### What you have to do
Please retype part of the Amelia Barr text below, beginning at the words "By 1891, when" and stopping after "friend, Louis Klopsch.".

### Extracted text
— begin —
A brief return to her father's financial stability allowed Barr to return to the Normal School in Glasgow where she learned the Stowe teaching method. Its principles are based on morality and lifelong learning, rather than learning by rote. On 11 July 1850, she and a prosperous local wool merchant, Scotsman Robert Barr, married. The couple emigrated to the USA in September of 1853, landing in New York city. In Chicago, Illinois Barr tutored at home, and established a school for girls, though she was not involved for long as her husbands' business prospects fell through and they travelled west to settle in Galveston, Texas, in 1866 where Robert Barr became an auditor for the state. Yellow fever claimed the lives of him and three of their children. Barr would have a total of twelve children but lose many in their early years. Of strong constitution and well-founded convictions, Barr did not escape the severe trials of life and love.
With her three remaining daughters, Mrs. Barr moved to Ridgewood, New Jersey in 1868. She came there to tutor the three sons of a prominent citizen, William Libby, and opened a school in a small house. This structure still stands at the southwest corner of Van Dien and Linwood Avenues. Amelia Barr did not like Ridgewood and did not remain there for very long. She left shortly after selling a story to a magazine. In 1869, she moved to New York City where she began to write for religious periodicals and to publish a series of semi-historical tales and novels.
By 1891, when she achieved greater success, she and her daughters moved up the Hudson River to Cornwall-on-Hudson, New York, where they renovated a house on the slopes of Storm King Mountain and named it Cherry Croft. The name has been applied to that period of her career, the most productive and successful. She remained there until moving in with her daughter Lilly in White Plains in her last years.
She had a sunstroke in July 1918 and never fully recovered. She died on March 10, 1919 in Richmond Hill, Queens, New York. She was buried in Sleepy Hollow Cemetery in Tarrytown, New York near her friend, Louis Klopsch.
— end —
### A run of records
— begin —
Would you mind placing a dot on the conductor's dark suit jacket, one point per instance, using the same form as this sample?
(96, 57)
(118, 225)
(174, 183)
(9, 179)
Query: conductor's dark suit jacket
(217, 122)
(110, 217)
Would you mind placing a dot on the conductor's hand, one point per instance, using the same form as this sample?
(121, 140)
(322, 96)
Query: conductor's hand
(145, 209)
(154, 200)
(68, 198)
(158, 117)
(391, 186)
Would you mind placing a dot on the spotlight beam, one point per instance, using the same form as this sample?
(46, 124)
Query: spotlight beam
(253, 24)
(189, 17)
— end —
### The completed task
By 1891, when she achieved greater success, she and her daughters moved up the Hudson River to Cornwall-on-Hudson, New York, where they renovated a house on the slopes of Storm King Mountain and named it Cherry Croft. The name has been applied to that period of her career, the most productive and successful. She remained there until moving in with her daughter Lilly in White Plains in her last years.
She had a sunstroke in July 1918 and never fully recovered. She died on March 10, 1919 in Richmond Hill, Queens, New York. She was buried in Sleepy Hollow Cemetery in Tarrytown, New York near her friend, Louis Klopsch.